RECORDED DATA —
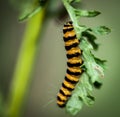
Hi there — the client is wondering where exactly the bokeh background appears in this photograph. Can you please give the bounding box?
[0,0,120,117]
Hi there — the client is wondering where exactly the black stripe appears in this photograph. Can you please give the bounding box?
[58,102,66,108]
[65,42,78,50]
[67,69,81,76]
[67,62,81,67]
[59,89,66,96]
[66,52,81,59]
[62,83,73,91]
[57,96,65,102]
[63,35,76,42]
[65,76,78,84]
[59,89,70,96]
[63,26,74,34]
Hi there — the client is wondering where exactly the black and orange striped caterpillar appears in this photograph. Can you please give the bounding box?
[57,21,83,107]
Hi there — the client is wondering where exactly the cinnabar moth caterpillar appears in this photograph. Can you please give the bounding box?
[57,22,83,107]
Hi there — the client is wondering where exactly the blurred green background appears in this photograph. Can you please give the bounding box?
[0,0,120,117]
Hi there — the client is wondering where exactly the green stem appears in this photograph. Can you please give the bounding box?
[62,0,84,39]
[7,8,45,117]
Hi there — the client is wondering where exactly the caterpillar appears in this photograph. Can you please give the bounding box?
[57,21,83,107]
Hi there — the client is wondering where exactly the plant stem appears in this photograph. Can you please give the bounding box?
[7,7,46,117]
[62,0,83,39]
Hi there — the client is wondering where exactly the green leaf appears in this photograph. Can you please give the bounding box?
[19,0,46,21]
[68,0,81,3]
[74,9,100,17]
[19,6,42,22]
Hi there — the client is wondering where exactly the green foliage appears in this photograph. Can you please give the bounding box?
[63,0,110,115]
[19,0,46,21]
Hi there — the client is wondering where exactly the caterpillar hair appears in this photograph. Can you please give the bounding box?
[57,21,83,107]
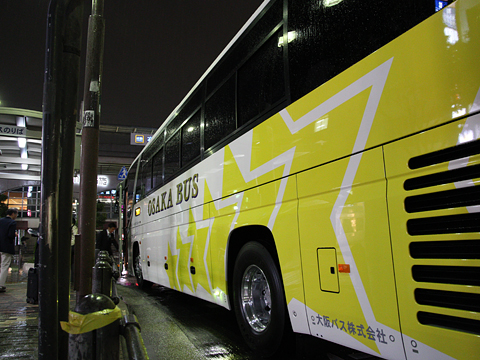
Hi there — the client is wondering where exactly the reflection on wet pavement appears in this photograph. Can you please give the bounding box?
[0,262,38,360]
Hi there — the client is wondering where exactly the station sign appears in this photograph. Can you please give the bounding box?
[0,124,27,137]
[130,133,153,146]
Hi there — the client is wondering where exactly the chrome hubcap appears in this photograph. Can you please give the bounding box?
[241,265,272,332]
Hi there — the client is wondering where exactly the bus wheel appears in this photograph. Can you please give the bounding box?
[233,241,286,356]
[133,249,146,289]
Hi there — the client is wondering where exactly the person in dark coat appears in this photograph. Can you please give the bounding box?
[95,222,118,256]
[0,209,18,292]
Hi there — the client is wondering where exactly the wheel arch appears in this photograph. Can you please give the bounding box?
[226,225,283,304]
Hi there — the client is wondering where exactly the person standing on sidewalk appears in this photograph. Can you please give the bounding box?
[0,209,18,292]
[95,222,118,256]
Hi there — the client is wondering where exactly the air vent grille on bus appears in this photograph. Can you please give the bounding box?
[403,141,480,335]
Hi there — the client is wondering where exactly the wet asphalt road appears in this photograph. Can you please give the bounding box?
[117,278,378,360]
[118,283,257,360]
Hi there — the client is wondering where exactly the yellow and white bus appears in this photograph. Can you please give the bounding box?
[126,0,480,360]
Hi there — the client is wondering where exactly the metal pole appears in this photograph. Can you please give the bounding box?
[57,0,84,359]
[38,0,64,360]
[118,183,123,276]
[77,0,105,302]
[38,0,83,360]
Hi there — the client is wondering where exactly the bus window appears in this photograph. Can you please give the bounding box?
[182,110,201,166]
[165,131,181,180]
[238,31,285,127]
[141,160,152,195]
[204,77,236,149]
[152,147,163,189]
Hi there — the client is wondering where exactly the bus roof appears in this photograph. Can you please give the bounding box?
[128,0,271,172]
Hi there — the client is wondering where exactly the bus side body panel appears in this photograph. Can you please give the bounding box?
[298,148,405,359]
[385,114,480,360]
[132,0,480,359]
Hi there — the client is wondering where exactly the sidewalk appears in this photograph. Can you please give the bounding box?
[0,262,38,360]
[0,264,133,360]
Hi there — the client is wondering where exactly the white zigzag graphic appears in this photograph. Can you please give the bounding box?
[280,58,408,354]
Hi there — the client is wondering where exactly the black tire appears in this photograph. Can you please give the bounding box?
[232,241,289,357]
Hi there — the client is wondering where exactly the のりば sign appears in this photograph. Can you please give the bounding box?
[0,124,27,136]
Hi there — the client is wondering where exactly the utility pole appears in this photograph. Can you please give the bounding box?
[38,0,83,360]
[77,0,105,302]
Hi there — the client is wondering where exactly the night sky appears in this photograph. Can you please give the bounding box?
[0,0,262,128]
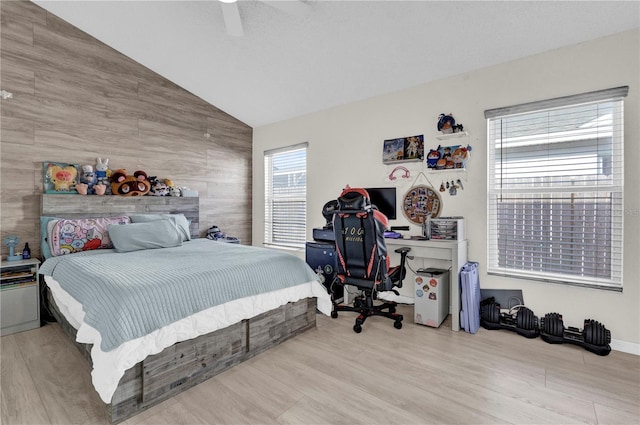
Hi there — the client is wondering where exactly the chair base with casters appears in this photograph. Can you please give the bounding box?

TASK OBJECTIVE —
Shift every bounding box coordinate up by 67 and write the data out again, starting at the beginning of the data and going on through the line with "[63,26,74,34]", with all the other wording unchanged. Leave the pictures out.

RESULT FOR THIS TASK —
Hi there — the client is wondering where exactly the bokeh background appears in this photograph. Can you please give the bounding box?
[67,67,187,184]
Hi there — the client is wondering where exactly the black stripe appears in this photograph. Can you please give the bounding box?
[125,169,133,175]
[132,109,145,117]
[134,136,148,143]
[134,129,148,134]
[126,156,133,163]
[133,119,148,126]
[129,150,140,158]
[124,163,132,169]
[130,102,143,109]
[132,143,145,151]
[126,156,137,163]
[130,93,141,101]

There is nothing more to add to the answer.